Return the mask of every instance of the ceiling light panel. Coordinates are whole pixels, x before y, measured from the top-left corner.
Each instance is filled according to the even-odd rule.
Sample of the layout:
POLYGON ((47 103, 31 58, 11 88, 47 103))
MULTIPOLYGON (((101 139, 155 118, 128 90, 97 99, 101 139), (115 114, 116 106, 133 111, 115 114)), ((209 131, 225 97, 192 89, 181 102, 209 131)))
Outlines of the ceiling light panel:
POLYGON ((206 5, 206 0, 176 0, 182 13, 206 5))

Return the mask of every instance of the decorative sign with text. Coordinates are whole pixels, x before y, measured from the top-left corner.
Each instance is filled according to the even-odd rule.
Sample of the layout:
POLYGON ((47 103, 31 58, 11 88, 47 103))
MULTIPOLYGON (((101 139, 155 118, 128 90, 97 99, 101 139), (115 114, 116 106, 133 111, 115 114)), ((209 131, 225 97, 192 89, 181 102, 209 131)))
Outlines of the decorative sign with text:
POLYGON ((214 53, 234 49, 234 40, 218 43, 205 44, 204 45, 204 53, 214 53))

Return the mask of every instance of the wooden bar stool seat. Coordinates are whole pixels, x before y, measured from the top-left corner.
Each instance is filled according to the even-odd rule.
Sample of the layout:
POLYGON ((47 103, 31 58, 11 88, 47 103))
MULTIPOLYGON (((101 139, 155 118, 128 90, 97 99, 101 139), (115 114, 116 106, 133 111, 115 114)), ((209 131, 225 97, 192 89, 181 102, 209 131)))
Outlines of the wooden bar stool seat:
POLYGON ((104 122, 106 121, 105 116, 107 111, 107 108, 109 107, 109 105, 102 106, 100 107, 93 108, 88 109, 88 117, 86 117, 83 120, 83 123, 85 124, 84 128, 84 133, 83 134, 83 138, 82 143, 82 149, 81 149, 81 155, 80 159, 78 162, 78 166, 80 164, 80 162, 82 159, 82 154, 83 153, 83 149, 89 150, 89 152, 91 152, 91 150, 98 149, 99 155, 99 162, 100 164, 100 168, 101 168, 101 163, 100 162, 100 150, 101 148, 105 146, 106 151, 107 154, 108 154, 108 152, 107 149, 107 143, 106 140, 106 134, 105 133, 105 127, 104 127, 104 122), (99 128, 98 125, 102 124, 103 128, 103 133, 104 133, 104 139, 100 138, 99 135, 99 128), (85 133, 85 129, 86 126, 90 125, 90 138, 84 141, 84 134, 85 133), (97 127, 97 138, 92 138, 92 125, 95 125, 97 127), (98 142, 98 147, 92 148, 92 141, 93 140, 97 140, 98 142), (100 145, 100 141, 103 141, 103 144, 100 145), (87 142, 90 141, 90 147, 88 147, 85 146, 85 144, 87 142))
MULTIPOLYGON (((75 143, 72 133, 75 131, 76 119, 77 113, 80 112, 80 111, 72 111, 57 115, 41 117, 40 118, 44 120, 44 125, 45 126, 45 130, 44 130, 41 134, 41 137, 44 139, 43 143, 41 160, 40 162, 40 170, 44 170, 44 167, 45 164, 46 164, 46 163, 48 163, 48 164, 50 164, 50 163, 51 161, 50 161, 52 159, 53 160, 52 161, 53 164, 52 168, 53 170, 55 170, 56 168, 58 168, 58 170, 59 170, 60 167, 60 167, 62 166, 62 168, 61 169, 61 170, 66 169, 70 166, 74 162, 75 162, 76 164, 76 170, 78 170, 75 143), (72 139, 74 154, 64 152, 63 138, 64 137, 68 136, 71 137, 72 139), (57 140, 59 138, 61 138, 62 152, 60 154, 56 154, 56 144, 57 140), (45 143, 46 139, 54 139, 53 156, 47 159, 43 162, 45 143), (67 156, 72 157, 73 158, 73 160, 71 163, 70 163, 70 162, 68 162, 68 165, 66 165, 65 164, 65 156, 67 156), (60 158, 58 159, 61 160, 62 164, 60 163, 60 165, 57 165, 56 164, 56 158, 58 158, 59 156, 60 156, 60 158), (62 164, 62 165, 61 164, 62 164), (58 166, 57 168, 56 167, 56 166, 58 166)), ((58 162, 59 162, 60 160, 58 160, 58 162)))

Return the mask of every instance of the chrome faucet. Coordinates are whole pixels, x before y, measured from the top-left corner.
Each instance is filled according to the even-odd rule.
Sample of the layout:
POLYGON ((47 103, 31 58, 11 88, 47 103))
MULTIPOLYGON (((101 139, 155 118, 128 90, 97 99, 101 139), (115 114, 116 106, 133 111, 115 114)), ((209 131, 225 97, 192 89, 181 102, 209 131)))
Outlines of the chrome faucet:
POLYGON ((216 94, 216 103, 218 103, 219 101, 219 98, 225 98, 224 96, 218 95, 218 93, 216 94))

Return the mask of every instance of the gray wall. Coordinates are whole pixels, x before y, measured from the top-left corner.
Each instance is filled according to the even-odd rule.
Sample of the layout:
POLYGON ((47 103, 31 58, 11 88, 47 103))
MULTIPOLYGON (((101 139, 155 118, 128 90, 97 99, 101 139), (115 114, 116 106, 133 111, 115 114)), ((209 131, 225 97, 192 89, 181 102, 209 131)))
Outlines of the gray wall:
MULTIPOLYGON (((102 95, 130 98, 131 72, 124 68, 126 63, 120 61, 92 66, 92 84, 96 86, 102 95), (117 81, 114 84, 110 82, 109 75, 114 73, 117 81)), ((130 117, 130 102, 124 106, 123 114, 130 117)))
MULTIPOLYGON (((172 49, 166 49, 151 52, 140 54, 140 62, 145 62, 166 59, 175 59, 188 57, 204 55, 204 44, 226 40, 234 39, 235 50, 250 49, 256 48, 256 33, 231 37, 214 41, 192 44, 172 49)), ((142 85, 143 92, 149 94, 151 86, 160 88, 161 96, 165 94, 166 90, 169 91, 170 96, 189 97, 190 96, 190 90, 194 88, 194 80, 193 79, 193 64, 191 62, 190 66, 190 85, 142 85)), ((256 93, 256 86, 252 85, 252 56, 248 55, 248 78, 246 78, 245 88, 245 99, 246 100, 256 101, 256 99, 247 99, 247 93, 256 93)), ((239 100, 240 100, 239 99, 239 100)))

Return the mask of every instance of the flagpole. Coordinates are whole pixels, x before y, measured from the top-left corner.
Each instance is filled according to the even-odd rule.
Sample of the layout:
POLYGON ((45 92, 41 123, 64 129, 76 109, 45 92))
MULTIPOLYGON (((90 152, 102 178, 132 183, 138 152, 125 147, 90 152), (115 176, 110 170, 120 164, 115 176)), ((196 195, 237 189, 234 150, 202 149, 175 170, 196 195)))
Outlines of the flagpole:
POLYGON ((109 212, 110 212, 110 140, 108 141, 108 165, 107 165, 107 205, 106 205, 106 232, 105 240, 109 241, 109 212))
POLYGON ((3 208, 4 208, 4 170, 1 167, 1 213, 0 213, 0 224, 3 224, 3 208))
==========
Lay out as a numbered list the lines of the data above, starting at the line that contains "Return the mask of every instance of the decorative" and ending at the line that contains "POLYGON ((214 53, 234", leaving out any blank lines.

1. Return the mask of every instance of the decorative sign with text. Coordinates are whole pixels, x before y, measured from the top-left corner.
2. Each instance is filled according to the even-odd rule.
3. Sample of the layout:
4. POLYGON ((47 103, 31 58, 11 88, 47 103))
5. MULTIPOLYGON (((101 139, 155 118, 128 90, 97 99, 101 139), (115 114, 116 106, 133 111, 115 114)), ((209 131, 225 97, 192 89, 181 102, 209 131)))
6. Outlines of the decorative sign with text:
7. POLYGON ((214 53, 234 49, 234 40, 218 43, 205 44, 204 45, 204 53, 214 53))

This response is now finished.